▶ WHAT YOU SHOULD DO:
Reproduce only the lines from the line containing "Identify the man's face" to the end of the entries below, including both of those lines.

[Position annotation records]
..........

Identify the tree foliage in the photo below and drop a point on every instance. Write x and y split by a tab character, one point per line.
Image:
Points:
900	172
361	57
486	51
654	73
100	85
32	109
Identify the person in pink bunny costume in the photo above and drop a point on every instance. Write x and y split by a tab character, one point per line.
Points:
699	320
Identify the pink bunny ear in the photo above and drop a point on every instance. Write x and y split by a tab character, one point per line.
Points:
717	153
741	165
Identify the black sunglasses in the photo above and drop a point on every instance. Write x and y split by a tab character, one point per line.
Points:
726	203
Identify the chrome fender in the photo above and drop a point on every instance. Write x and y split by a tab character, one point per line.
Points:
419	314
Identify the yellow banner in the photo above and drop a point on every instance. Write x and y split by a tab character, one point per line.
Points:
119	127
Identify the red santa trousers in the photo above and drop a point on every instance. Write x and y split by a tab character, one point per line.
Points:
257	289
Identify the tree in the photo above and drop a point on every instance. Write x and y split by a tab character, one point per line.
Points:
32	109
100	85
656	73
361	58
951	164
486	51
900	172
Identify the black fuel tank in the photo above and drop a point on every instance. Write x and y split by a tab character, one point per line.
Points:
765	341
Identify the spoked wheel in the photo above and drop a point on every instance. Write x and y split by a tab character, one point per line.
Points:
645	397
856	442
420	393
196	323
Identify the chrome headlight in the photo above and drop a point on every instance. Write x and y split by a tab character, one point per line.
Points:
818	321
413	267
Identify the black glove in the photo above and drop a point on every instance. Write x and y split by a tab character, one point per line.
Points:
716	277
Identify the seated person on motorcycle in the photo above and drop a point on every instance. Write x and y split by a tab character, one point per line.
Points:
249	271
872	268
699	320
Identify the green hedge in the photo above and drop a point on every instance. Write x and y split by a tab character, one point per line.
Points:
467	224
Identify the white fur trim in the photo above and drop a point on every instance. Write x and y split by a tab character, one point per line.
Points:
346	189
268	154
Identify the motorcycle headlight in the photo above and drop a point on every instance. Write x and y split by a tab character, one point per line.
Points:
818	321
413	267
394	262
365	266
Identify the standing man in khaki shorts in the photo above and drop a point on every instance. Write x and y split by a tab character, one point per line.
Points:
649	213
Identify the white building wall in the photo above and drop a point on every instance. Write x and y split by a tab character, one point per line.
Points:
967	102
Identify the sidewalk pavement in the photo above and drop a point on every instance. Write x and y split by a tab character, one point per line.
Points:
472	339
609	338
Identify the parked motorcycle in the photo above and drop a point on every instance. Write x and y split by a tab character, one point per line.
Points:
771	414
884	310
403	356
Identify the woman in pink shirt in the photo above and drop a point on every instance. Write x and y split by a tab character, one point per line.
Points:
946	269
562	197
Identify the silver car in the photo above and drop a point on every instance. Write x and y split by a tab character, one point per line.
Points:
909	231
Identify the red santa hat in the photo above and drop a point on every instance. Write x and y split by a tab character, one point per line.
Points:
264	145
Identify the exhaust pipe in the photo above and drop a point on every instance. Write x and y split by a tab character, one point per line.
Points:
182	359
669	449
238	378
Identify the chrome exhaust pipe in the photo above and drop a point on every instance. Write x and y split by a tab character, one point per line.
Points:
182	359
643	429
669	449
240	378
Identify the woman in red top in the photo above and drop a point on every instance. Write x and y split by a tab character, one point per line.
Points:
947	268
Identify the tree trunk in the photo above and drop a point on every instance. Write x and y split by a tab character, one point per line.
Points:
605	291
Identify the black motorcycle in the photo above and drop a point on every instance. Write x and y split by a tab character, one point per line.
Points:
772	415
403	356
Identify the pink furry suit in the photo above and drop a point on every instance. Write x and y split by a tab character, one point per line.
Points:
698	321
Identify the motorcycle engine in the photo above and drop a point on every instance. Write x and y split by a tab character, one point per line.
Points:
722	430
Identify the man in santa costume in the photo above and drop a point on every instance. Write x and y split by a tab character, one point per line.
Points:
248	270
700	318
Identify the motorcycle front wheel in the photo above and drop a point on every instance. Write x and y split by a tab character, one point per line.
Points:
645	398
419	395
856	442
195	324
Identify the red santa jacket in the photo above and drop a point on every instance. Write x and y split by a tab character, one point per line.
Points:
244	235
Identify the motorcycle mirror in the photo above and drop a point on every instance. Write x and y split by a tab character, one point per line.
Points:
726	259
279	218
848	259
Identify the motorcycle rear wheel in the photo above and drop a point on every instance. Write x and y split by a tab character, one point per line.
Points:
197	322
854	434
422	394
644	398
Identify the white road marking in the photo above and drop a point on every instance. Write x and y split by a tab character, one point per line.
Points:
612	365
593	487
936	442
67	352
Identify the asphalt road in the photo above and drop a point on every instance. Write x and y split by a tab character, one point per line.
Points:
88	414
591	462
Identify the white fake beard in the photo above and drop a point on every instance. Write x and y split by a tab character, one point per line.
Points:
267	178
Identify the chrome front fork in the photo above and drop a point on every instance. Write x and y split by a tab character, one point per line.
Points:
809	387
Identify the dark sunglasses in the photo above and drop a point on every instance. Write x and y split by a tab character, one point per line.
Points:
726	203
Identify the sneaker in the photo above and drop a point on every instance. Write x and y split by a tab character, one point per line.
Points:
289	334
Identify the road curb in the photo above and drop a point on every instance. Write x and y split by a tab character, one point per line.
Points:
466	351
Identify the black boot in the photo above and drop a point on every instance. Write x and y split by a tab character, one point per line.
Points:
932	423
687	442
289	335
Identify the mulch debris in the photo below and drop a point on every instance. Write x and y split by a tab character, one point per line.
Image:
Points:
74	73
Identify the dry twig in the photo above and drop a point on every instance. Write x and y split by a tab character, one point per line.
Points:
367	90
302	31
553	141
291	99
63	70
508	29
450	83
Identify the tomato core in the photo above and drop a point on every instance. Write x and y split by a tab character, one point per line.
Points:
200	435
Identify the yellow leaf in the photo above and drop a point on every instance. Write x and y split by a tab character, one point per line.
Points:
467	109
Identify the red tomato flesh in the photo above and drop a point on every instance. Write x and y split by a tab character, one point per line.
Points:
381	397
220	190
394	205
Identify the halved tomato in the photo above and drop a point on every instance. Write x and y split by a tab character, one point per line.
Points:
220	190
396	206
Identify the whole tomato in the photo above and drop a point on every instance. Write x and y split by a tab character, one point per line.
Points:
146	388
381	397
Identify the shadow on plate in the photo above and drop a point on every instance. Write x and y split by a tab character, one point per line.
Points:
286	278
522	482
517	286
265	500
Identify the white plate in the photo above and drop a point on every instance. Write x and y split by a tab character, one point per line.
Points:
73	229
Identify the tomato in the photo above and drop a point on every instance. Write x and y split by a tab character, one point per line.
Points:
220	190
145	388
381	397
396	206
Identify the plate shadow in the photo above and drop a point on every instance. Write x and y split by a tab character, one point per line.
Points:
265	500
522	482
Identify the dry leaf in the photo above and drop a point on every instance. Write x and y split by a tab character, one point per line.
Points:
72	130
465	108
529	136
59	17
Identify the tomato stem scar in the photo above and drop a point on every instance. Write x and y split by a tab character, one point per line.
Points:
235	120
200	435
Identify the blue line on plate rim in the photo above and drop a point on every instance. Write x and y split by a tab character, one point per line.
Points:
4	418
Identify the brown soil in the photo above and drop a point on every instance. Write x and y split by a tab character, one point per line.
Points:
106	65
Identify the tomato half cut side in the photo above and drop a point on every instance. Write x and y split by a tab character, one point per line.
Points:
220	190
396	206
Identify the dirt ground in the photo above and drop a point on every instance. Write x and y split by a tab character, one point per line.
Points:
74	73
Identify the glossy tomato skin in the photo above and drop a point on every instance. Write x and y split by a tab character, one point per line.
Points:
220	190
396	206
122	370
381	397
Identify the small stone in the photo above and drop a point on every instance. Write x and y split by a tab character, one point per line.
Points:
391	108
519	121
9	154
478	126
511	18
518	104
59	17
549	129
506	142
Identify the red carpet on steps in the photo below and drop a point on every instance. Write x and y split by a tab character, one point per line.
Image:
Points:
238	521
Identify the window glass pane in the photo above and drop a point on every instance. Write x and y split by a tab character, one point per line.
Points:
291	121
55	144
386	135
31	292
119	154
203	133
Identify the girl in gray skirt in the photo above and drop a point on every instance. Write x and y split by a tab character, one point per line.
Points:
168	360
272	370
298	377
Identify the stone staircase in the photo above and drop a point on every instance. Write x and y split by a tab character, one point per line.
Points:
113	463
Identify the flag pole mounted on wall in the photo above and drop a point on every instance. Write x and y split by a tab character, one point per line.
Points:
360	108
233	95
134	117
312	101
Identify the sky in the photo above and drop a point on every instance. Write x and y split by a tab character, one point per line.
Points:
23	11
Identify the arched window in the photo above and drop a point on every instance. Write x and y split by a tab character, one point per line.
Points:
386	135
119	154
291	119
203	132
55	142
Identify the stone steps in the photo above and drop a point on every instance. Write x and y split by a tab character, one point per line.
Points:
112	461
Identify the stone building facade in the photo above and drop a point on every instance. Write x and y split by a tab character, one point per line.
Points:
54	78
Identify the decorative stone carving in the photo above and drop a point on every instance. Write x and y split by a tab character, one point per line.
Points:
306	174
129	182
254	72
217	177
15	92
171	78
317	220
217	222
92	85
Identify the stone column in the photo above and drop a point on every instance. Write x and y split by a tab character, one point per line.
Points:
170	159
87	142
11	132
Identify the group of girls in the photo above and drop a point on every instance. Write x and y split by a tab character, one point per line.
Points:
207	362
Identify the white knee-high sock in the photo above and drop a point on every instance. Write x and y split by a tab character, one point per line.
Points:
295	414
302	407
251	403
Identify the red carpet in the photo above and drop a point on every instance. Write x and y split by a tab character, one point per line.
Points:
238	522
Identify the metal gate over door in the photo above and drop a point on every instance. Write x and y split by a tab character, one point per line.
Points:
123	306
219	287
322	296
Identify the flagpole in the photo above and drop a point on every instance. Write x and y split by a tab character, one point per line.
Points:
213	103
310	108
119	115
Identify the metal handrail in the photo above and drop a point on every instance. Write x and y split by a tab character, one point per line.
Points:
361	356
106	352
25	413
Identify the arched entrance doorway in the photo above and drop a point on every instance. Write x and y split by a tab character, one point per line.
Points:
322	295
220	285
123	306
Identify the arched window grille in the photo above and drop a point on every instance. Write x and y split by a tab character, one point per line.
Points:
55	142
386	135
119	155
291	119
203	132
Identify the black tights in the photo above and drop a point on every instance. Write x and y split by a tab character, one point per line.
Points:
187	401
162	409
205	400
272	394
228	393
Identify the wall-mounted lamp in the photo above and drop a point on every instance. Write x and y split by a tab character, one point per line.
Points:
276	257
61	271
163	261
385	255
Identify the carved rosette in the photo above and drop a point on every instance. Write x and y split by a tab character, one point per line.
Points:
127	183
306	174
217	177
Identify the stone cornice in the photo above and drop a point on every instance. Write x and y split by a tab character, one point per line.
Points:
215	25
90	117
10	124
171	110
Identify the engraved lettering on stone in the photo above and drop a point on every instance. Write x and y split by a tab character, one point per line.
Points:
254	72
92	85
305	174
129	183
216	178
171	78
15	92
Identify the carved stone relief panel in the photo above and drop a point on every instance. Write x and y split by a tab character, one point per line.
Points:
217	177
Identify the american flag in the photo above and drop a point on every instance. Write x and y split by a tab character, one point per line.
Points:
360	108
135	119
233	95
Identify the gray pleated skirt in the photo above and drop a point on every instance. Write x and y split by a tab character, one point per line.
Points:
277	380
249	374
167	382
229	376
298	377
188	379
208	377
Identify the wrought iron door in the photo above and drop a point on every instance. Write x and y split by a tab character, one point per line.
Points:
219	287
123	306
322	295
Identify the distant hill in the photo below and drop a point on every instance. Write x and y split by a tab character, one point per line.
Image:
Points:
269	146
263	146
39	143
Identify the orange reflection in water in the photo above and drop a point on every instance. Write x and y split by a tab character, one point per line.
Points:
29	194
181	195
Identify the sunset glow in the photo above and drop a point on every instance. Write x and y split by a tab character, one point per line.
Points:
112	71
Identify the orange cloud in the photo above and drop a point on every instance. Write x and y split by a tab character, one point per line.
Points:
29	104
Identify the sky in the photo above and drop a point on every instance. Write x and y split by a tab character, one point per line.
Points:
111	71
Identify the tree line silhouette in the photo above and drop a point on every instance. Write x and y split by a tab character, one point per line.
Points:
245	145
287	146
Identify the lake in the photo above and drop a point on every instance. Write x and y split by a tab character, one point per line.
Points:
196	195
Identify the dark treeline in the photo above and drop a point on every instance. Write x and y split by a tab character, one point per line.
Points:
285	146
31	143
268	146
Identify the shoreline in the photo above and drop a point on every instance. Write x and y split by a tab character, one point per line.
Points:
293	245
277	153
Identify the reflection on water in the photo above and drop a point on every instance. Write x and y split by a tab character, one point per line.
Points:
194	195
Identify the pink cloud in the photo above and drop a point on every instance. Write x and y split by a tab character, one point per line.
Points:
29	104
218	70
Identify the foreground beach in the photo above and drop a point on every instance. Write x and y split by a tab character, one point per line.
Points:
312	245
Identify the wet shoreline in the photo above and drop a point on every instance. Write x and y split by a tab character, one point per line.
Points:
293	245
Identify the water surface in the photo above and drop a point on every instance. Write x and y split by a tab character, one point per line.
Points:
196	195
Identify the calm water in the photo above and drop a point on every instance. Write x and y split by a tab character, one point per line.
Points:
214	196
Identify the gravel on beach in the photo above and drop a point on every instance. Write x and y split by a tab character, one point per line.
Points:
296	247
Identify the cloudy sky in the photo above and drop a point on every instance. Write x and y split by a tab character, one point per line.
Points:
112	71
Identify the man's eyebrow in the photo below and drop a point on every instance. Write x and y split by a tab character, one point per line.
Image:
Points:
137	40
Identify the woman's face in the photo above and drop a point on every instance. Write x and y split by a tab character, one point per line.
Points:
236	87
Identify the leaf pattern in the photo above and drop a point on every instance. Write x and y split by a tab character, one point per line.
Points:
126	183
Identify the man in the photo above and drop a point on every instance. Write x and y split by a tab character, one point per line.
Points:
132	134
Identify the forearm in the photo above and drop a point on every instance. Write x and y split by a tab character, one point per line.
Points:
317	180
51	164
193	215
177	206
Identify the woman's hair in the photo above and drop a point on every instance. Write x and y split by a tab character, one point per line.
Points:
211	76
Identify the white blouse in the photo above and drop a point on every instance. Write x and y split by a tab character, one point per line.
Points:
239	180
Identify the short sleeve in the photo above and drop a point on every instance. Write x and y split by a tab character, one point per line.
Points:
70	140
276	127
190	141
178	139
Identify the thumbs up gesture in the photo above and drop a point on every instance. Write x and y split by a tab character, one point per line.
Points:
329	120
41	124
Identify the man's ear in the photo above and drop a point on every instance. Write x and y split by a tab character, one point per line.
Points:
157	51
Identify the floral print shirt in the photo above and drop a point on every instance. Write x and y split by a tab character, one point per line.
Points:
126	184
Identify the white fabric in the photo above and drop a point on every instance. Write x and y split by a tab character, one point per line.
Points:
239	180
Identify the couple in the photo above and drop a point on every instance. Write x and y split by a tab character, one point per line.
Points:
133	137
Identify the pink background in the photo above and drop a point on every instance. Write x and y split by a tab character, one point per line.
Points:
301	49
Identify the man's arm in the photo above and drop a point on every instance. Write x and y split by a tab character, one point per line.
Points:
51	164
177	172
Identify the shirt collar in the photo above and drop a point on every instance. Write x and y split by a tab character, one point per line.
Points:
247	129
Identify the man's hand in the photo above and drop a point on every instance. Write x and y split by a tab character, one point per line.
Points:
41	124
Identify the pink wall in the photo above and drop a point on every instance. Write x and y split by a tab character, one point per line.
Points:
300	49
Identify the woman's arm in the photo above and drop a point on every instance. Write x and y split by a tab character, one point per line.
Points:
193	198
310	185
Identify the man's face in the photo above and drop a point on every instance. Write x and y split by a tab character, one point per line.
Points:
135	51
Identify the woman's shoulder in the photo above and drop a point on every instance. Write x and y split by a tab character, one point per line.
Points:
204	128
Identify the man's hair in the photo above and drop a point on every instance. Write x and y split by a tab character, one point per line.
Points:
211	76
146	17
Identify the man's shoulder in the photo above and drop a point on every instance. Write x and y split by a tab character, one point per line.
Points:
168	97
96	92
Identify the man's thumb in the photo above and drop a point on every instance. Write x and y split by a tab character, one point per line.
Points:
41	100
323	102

..........

▶ ANSWER TO THE PROBLEM:
Identify the man's face in the photo above and drop a point on every instance. Write x and y split by a tab character, one point per line.
Points:
135	51
Identify the woman's shoulder in the photo above and drop a point on every instance. Write x and y split by a tab character, one point per line.
Points:
204	128
Identify the man's hair in the photo above and drop a point on every instance. Write x and y split by a tab character, one point per line.
Points:
211	76
146	17
Identify the man's shoulder in the photo above and drop a point on every instance. Write x and y split by a tab character, one point per line.
Points:
168	97
96	92
Identify the man's thumb in the photo above and drop a point on every instance. Write x and y split by a tab character, one point per line.
Points:
41	100
323	102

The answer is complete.